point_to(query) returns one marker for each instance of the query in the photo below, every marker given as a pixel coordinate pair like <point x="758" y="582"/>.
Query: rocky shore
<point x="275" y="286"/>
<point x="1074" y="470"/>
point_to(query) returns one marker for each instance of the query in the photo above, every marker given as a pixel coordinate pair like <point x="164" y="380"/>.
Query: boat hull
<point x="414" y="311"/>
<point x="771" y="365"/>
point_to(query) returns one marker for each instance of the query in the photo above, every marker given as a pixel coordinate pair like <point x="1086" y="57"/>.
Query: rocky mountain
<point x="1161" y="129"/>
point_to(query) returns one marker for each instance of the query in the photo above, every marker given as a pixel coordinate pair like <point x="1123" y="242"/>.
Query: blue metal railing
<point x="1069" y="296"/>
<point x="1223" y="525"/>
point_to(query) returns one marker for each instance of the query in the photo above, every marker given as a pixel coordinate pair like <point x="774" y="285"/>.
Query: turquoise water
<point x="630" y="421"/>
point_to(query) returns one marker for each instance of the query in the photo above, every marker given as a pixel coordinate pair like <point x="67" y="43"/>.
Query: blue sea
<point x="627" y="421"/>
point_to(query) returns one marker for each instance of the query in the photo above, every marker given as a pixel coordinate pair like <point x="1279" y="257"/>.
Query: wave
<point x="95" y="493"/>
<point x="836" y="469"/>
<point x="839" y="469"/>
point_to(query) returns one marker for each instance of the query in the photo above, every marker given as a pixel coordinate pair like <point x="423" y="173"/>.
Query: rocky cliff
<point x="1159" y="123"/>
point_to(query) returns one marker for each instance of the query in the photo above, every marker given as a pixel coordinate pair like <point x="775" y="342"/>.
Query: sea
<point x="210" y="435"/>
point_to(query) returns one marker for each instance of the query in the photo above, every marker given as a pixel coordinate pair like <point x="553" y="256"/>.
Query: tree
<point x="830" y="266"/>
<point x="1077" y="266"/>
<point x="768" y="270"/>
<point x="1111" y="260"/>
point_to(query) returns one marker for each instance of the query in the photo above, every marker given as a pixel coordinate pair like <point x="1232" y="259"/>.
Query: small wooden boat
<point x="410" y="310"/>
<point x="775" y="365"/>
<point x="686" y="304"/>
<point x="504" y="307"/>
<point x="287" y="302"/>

┄┄┄┄┄┄┄┄┄┄┄┄┄┄┄┄┄┄┄┄

#### Exercise requirements:
All of the data must be returned exactly.

#### Written solution:
point_to(query) returns one marker for each instance of the query in the photo below, every marker given as a pixel coordinate pair like <point x="758" y="582"/>.
Query: rocky shore
<point x="275" y="286"/>
<point x="1074" y="470"/>
point_to(query) returns one marker for each instance of the query in the photo above, every marker given as a pixel coordinate pair like <point x="164" y="380"/>.
Query: boat hull
<point x="414" y="311"/>
<point x="771" y="365"/>
point_to(query) returns one marker for each instance of the query in the photo above, every marker given as a pixel coordinate pair like <point x="1086" y="57"/>.
Query: rocky mountain
<point x="1161" y="129"/>
point_to(query) returns one marker for each instance of the query in the photo above, every marker given as a pixel coordinate pair like <point x="1123" y="242"/>.
Query: blue metal railing
<point x="1069" y="296"/>
<point x="1223" y="525"/>
point_to(query) returns one marker for each instance of the query in the photo above, every marker given as a pixel coordinate pair like <point x="774" y="285"/>.
Query: turquoise water
<point x="630" y="421"/>
point_to(query) returns one marker for each instance of the query in the photo above, every marker given as a pixel coordinate pair like <point x="67" y="43"/>.
Query: blue sea
<point x="627" y="421"/>
point_to(query) returns one marker for each instance of the query in the photo above, every marker given as a pixel coordinate pair like <point x="1279" y="257"/>.
Query: wave
<point x="95" y="493"/>
<point x="836" y="469"/>
<point x="839" y="469"/>
point_to(query) returns one marker for each instance of the query in the photo above, every marker given as a pixel coordinate pair like <point x="423" y="173"/>.
Query: rocky cliff
<point x="1159" y="123"/>
point_to(query) returns one marker for each instance of the query in the photo above, every marker given as a pixel coordinate pair like <point x="775" y="342"/>.
Query: sea
<point x="210" y="435"/>
point_to(query) returns one marker for each instance of the query in the photo above, every marker given as a pixel coordinate pair like <point x="553" y="256"/>.
Query: tree
<point x="830" y="266"/>
<point x="1077" y="266"/>
<point x="768" y="270"/>
<point x="1111" y="260"/>
point_to(query) returns one marker for each instance of the query in the photo above, every marker given as a pixel coordinate pair like <point x="1232" y="259"/>.
Query: small wooden boat
<point x="410" y="310"/>
<point x="775" y="365"/>
<point x="686" y="304"/>
<point x="504" y="307"/>
<point x="287" y="302"/>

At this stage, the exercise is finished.